■ EXERCISE OBJECTIVE ■
Collect each line of the entries that holds the string "weed".

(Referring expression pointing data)
■ ■ ■ ■
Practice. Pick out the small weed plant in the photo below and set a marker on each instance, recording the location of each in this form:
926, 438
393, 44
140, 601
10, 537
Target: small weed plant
■ ■ ■ ■
■ TASK RESPONSE ■
Practice. Pick out the small weed plant in the photo below and set a marker on each instance, recording the location of each in this form:
Target: small weed plant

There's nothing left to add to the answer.